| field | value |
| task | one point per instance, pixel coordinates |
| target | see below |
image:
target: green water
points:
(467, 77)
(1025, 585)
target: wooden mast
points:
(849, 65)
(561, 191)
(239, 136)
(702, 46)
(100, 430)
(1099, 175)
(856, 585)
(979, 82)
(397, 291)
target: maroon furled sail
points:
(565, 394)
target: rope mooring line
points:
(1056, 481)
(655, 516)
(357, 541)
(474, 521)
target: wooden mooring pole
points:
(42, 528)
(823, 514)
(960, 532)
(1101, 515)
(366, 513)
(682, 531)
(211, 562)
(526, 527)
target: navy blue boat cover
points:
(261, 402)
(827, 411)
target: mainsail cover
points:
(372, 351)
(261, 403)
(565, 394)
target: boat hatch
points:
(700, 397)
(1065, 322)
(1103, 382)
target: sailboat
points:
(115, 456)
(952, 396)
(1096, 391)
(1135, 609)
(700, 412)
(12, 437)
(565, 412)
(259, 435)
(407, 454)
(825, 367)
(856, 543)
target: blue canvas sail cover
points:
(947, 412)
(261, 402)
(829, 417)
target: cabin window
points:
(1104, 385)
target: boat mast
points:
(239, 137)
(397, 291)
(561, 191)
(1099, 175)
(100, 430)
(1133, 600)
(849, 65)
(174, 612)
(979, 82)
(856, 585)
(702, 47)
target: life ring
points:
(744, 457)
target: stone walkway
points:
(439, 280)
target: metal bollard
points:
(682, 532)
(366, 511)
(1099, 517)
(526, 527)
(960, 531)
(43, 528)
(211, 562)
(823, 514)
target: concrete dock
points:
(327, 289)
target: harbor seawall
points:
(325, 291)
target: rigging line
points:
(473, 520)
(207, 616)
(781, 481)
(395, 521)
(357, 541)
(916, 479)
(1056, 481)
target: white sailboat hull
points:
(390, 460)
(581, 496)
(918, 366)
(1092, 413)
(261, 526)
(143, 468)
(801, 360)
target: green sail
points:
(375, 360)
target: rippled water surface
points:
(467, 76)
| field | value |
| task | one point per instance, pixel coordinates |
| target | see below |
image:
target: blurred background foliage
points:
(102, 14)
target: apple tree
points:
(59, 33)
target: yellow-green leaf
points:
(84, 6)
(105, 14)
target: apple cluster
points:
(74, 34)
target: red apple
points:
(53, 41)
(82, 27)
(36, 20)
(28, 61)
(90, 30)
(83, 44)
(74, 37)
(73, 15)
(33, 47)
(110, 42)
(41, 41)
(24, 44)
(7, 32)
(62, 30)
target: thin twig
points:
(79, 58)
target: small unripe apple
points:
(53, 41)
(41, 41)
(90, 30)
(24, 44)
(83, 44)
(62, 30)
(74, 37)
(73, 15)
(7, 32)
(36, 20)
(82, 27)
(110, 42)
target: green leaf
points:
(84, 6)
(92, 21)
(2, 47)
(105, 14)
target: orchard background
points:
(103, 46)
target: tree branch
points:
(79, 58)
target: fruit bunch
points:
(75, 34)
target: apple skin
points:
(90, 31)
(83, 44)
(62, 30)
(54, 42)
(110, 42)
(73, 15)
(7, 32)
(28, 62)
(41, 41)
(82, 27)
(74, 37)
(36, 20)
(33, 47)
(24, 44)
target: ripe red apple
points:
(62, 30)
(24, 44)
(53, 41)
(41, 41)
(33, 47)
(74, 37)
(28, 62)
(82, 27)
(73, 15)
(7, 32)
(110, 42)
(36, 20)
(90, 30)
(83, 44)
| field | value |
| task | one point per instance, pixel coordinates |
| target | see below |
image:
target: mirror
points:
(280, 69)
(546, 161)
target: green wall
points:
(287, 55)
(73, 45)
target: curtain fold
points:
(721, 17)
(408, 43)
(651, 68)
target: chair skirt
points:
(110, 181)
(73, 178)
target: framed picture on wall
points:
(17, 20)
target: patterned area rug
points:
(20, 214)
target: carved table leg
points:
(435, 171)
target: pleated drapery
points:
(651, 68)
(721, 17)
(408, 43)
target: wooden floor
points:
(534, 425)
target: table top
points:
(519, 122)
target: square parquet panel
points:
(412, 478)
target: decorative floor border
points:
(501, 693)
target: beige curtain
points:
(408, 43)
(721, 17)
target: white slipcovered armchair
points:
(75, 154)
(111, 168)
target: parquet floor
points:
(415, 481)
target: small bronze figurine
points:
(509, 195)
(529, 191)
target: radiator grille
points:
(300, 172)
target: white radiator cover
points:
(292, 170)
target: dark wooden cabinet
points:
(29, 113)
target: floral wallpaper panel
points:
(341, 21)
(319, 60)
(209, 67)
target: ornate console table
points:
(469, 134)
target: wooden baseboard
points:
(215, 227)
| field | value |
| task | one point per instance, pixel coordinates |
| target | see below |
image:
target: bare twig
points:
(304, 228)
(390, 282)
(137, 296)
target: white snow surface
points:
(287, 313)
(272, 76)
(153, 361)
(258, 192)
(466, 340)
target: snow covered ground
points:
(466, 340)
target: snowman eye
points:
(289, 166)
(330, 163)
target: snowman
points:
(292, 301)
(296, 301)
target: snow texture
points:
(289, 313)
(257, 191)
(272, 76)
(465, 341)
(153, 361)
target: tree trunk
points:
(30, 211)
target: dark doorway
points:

★ ★ ★

Copy all of the items above verbatim, line for line.

> Written response
| field | value |
| task | one point per instance, pixel coordinates |
| target | see below |
image:
target: green water
points:
(467, 77)
(1025, 585)
target: wooden mast
points:
(849, 65)
(561, 191)
(239, 136)
(702, 46)
(100, 430)
(1099, 175)
(856, 585)
(979, 82)
(397, 291)
target: maroon furled sail
points:
(565, 394)
target: rope mooring line
points:
(1056, 481)
(655, 516)
(357, 541)
(474, 521)
target: wooden mooring pole
points:
(42, 528)
(823, 514)
(960, 532)
(1101, 515)
(366, 513)
(682, 531)
(211, 562)
(526, 527)
target: navy blue boat cover
points:
(261, 402)
(827, 411)
target: mainsail cover
points:
(372, 351)
(261, 403)
(565, 394)
target: boat hatch
points:
(700, 397)
(1065, 322)
(1103, 382)
target: sailboat
points:
(115, 456)
(952, 396)
(1096, 391)
(1135, 609)
(700, 412)
(12, 437)
(565, 412)
(259, 435)
(407, 454)
(825, 367)
(856, 543)
target: blue canvas sail cover
points:
(947, 412)
(261, 402)
(829, 417)
target: cabin window
points:
(1104, 385)
target: boat mast
points:
(239, 137)
(397, 291)
(561, 191)
(1099, 175)
(100, 430)
(1133, 600)
(849, 65)
(174, 612)
(979, 82)
(856, 585)
(702, 47)
target: life ring
points:
(744, 457)
target: stone walkway
points:
(439, 280)
target: metal bollard
points:
(682, 532)
(366, 511)
(1099, 517)
(526, 527)
(960, 531)
(43, 528)
(211, 562)
(823, 514)
target: concrete dock
points:
(327, 289)
target: harbor seawall
points:
(325, 291)
target: rigging line
points:
(473, 520)
(207, 616)
(781, 481)
(395, 521)
(357, 541)
(916, 479)
(1056, 481)
target: white sailboat hull
points:
(390, 460)
(581, 496)
(918, 366)
(1092, 413)
(261, 526)
(143, 468)
(801, 360)
target: green sail
points:
(375, 360)
target: rippled water surface
points:
(467, 76)
| field | value |
| task | one point per instance, pixel coordinates |
| target | see below |
image:
target: blurred background foliage
points:
(102, 14)
target: apple tree
points:
(59, 33)
target: yellow-green leaf
points:
(84, 6)
(105, 14)
target: apple cluster
points:
(74, 34)
target: red apple
points:
(53, 41)
(82, 27)
(36, 20)
(28, 61)
(90, 30)
(83, 44)
(74, 37)
(73, 15)
(33, 47)
(110, 42)
(41, 41)
(24, 44)
(7, 32)
(62, 30)
target: thin twig
points:
(79, 58)
target: small unripe apple
points:
(53, 41)
(41, 41)
(90, 30)
(24, 44)
(83, 44)
(62, 30)
(74, 37)
(73, 15)
(7, 32)
(36, 20)
(82, 27)
(110, 42)
target: green leaf
points:
(84, 6)
(92, 21)
(2, 47)
(105, 14)
target: orchard background
points:
(103, 46)
target: tree branch
points:
(79, 58)
target: fruit bunch
points:
(75, 34)
target: apple skin
points:
(90, 31)
(83, 44)
(62, 30)
(54, 42)
(110, 42)
(73, 15)
(7, 32)
(28, 62)
(41, 41)
(82, 27)
(74, 37)
(36, 20)
(33, 47)
(24, 44)
target: ripe red apple
points:
(62, 30)
(24, 44)
(53, 41)
(41, 41)
(33, 47)
(74, 37)
(28, 62)
(82, 27)
(73, 15)
(7, 32)
(110, 42)
(36, 20)
(90, 30)
(83, 44)
| field | value |
| task | one point per instance, pixel coordinates |
| target | see below |
image:
target: mirror
points:
(280, 69)
(546, 161)
target: green wall
points:
(287, 55)
(73, 45)
target: curtain fold
points:
(721, 17)
(408, 43)
(651, 68)
target: chair skirt
points:
(110, 181)
(73, 178)
target: framed picture on wall
points:
(17, 20)
target: patterned area rug
points:
(20, 214)
target: carved table leg
points:
(435, 171)
target: pleated drapery
points:
(651, 68)
(721, 17)
(408, 43)
target: wooden floor
points:
(534, 425)
target: table top
points:
(519, 122)
target: square parquet panel
points:
(412, 478)
target: decorative floor border
points:
(501, 693)
target: beige curtain
points:
(408, 43)
(721, 17)
target: white slipcovered armchair
points:
(75, 154)
(111, 168)
target: parquet floor
points:
(415, 481)
target: small bronze figurine
points:
(509, 195)
(529, 191)
target: radiator grille
points:
(300, 172)
target: white radiator cover
points:
(292, 170)
target: dark wooden cabinet
points:
(29, 113)
target: floral wallpaper panel
points:
(341, 21)
(319, 60)
(209, 67)
target: ornate console table
points:
(469, 134)
target: wooden baseboard
points:
(215, 227)
| field | value |
| task | one point per instance, pixel coordinates |
| target | see below |
image:
target: bare twig
points:
(304, 228)
(390, 282)
(137, 296)
target: white snow surface
points:
(287, 313)
(272, 76)
(153, 361)
(258, 192)
(466, 340)
target: snow covered ground
points:
(466, 340)
target: snowman eye
points:
(289, 166)
(330, 163)
target: snowman
points:
(292, 301)
(296, 301)
target: snow texture
points:
(289, 313)
(257, 191)
(272, 76)
(465, 341)
(153, 361)
target: tree trunk
points:
(30, 211)
target: dark doorway
points:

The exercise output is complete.